▶ STATED PROBLEM A
Decide whether each statement below agrees with the Hong Kong essay: (i) The author bought a Hawaiian-print shirt made in China at Wal-Mart. (ii) Donald Tsang won the chief executive election in Hong Kong. (iii) The author's wife was a sales manager for a manufacturer based in New Jersey. Answer yes or no for each, quoting the words of the essay that decide it.
▶ STATED PROBLEM B
Rewrite the paragraph of the Hong Kong essay beginning "My wife had been working" as a short list of its main facts.
▶ STATED PROBLEM C
From the Hong Kong essay, extract word for word the passage from "The man who" up to and including "Kong’s domestic security.".

▶ TEXT TO READ
------------------------------------------------------------------------
The closest connection I have to China is a Hawaiian-print shirt made there that I bought at Wal-Mart. But an article I read about China recently sent a shiver–literally–up my back.
It brought to mind a tough lesson my family and I learned when we got hit, years earlier, by an unexpected “storm.” When the wind settled down my wife and I realized that, though we can’t live by bread alone, saving and financial planning can provide a lot more than just food for thought. They can supply the difference between prosperity and ruin.
As for the story that gave me shivers, it described in detail an election that was held earlier this year in Hong Kong. At stake was the presidential-like post of chief executive. What was really at stake was the extent to which China would influence this election. And that’s exactly what China did.
China’s in the position to sway Hong Kong elections because China now controls the former British province and it’s nearly 7 million residents. Of these seven million only a fraction get to vote. And each one of these gets his orders from Big Brother.
When Britain was in control these seven million people enjoyed living in a democracy. With China in control they now live under communism. They also live in fear, for the same Communist China currently calling the shots in Hong Kong is the same Communist China responsible in 1989 for nearly 3,000 deaths in and around Tiananmen Square.
The man who won the election, Donald Tsang, was China’s hand-picked man, an emblem in many ways of China’s power over the province. Power like this makes Hong Kong people skittish. It reminds them, and the world, of Tiananmen Square. It puts into peril Hong Kong’s domestic security.
Reading about Hong Kong’s ersatz election reminded me of my own “domestic security” ten years ago this July 1st, which is the day Hong Kong officially went from British to Chinese rule. It was a historic day, one destined for history books. It’s in my book, certainly, as the day that a political event–on one side of the globe–sent shock-waves clear around to the other, where the politics of big government in far-away places sent my family and me reeling back home in New Jersey.
My wife had been working as a U.S. sales manager for a Hong Kong-based manufacturer. As the handover approached, China insisted that the switch would be entirely peaceful. But Tiananmen Square was still fresh in people’s minds. What would happen? the world wondered nervously. Tanks in the streets, or business as usual? Not knowing which, the company’s major stockholder quietly cashed in his chips, thus selling the company before the Communists took over.
------------------------------------------------------------------------
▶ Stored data
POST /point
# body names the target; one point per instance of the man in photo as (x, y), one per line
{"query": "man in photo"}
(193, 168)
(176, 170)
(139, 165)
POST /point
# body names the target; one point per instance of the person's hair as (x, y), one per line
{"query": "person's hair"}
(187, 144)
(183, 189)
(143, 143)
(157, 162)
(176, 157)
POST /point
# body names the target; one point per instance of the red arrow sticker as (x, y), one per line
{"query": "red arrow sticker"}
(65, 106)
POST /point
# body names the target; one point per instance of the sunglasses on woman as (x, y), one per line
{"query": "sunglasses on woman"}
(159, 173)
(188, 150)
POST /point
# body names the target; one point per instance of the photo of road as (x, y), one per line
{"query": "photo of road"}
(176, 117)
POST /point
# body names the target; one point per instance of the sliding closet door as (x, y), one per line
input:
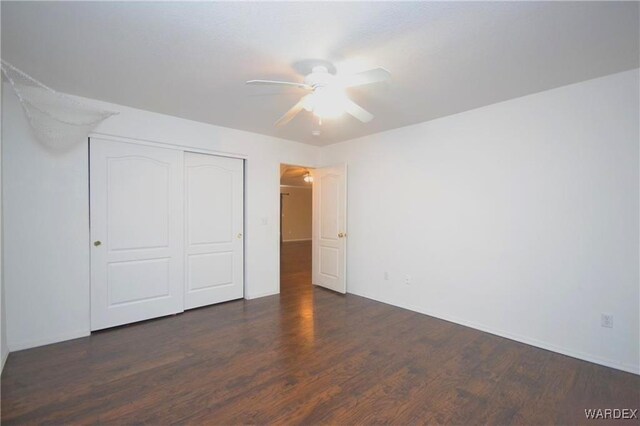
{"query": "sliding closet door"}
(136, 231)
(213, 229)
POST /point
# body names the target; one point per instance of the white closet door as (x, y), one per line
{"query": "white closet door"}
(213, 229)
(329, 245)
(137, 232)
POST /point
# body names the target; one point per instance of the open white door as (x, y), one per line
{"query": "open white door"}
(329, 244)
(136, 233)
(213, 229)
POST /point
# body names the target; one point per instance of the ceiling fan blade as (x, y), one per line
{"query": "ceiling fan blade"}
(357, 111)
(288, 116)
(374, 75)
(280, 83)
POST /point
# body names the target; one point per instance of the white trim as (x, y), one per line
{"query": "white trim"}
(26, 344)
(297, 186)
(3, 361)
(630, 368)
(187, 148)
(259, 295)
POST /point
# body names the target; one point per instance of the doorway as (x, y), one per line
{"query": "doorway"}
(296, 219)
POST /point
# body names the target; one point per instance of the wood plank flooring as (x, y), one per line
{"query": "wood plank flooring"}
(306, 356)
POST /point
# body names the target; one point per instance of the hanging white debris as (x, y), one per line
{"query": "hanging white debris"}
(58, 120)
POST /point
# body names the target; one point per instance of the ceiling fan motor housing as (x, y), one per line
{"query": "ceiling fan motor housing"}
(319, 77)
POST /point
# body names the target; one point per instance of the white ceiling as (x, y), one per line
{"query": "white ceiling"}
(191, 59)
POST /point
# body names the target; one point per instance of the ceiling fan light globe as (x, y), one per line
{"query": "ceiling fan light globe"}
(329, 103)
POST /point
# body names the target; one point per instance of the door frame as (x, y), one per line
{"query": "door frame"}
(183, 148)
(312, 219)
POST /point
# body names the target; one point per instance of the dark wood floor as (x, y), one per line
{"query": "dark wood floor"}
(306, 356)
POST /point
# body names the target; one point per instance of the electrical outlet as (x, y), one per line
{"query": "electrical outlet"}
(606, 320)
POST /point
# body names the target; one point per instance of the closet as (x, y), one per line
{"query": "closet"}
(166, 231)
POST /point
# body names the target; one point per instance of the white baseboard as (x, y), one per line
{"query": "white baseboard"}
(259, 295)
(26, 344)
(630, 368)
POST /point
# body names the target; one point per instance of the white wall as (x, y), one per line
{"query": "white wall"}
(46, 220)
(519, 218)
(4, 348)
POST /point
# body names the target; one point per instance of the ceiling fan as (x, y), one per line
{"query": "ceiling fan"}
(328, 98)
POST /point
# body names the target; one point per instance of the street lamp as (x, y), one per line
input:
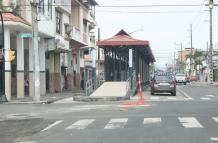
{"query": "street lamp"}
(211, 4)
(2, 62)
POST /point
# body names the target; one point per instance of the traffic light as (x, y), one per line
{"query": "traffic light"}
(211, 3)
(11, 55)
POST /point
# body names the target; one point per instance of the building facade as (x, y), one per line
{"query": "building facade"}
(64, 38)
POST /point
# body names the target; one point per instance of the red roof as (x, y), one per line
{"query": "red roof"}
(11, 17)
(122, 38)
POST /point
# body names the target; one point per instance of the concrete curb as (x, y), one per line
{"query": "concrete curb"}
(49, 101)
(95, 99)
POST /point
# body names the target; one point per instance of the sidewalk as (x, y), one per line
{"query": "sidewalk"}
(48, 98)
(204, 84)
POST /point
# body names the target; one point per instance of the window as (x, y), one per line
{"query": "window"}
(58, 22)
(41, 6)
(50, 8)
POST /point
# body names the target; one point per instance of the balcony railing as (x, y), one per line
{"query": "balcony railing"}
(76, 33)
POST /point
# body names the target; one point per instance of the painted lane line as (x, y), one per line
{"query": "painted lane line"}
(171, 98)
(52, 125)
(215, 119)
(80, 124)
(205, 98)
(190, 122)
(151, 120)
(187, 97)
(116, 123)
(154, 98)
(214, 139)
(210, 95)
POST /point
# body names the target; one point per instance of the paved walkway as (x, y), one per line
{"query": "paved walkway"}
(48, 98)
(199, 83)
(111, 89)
------------------------------------------------------------------------
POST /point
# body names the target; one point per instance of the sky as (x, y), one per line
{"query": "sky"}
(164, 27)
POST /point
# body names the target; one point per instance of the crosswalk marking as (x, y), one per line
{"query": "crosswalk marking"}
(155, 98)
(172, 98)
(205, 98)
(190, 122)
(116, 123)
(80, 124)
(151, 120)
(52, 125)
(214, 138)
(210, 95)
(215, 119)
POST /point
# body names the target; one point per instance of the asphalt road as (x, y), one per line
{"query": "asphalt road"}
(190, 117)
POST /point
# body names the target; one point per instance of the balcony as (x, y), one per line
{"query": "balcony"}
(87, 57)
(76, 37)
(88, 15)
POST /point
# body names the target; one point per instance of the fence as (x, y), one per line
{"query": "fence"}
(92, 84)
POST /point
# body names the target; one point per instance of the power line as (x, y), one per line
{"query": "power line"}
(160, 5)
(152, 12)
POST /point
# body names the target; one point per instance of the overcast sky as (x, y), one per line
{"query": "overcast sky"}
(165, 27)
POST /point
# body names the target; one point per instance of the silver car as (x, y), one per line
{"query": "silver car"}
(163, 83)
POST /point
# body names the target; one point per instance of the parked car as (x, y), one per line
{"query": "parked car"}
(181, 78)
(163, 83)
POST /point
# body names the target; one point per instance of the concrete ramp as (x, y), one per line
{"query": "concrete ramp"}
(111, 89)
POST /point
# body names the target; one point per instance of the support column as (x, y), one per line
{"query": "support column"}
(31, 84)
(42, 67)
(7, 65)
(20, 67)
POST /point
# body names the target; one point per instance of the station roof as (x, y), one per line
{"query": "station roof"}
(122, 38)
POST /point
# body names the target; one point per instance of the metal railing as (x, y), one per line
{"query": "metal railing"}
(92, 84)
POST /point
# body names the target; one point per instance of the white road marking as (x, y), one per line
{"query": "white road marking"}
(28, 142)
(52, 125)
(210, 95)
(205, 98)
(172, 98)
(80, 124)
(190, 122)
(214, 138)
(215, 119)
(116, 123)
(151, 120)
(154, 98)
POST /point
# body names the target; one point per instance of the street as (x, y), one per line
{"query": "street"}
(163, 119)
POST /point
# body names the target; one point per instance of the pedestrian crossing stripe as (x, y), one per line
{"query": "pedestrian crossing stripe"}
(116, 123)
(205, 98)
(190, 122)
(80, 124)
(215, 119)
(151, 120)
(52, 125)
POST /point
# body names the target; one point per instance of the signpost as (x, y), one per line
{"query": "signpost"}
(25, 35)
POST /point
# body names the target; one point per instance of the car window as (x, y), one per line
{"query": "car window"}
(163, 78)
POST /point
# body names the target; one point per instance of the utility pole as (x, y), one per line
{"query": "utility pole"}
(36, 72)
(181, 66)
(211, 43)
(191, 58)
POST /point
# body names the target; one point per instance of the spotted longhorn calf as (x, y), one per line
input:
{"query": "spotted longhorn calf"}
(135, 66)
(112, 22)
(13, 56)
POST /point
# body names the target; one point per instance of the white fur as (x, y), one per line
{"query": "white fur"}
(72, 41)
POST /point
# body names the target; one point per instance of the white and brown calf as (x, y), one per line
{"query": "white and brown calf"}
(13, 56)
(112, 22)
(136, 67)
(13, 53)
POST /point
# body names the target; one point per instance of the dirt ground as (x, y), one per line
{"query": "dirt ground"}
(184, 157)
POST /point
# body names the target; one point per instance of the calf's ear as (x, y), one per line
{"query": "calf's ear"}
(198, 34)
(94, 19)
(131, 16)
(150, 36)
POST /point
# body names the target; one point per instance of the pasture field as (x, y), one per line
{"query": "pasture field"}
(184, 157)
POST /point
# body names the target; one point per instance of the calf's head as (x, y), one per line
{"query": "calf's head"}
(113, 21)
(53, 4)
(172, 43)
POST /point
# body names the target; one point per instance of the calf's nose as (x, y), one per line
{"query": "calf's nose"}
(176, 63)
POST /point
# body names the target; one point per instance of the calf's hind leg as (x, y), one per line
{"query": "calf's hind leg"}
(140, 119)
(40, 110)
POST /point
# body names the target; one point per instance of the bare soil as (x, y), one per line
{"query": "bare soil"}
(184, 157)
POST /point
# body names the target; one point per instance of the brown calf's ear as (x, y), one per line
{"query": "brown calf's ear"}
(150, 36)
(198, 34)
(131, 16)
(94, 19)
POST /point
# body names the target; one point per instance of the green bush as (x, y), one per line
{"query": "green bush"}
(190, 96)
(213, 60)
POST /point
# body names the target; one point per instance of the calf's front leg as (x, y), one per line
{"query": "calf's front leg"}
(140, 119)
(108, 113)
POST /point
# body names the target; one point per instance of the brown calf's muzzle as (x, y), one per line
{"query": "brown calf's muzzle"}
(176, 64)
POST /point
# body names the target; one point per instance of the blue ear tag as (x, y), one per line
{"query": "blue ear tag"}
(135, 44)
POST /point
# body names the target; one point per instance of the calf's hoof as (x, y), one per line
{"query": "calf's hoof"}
------------------------------------------------------------------------
▶ RIGHT ANSWER A
(i) Yes: "a Hawaiian-print shirt made there that I bought at Wal-Mart"
(ii) Yes: "The man who won the election, Donald Tsang, was China’s hand-picked man"
(iii) No: "a U.S. sales manager for a Hong Kong-based manufacturer"

▶ RIGHT ANSWER B
- The author's wife was a U.S. sales manager for a Hong Kong-based manufacturer.
- As the handover approached, China insisted the switch would be entirely peaceful.
- Tiananmen Square was still fresh in people's minds, and the world wondered whether there would be tanks in the streets or business as usual.
- Unsure which, the company's major stockholder quietly sold the company before the Communists took over.

▶ RIGHT ANSWER C
The man who won the election, Donald Tsang, was China’s hand-picked man, an emblem in many ways of China’s power over the province. Power like this makes Hong Kong people skittish. It reminds them, and the world, of Tiananmen Square. It puts into peril Hong Kong’s domestic security.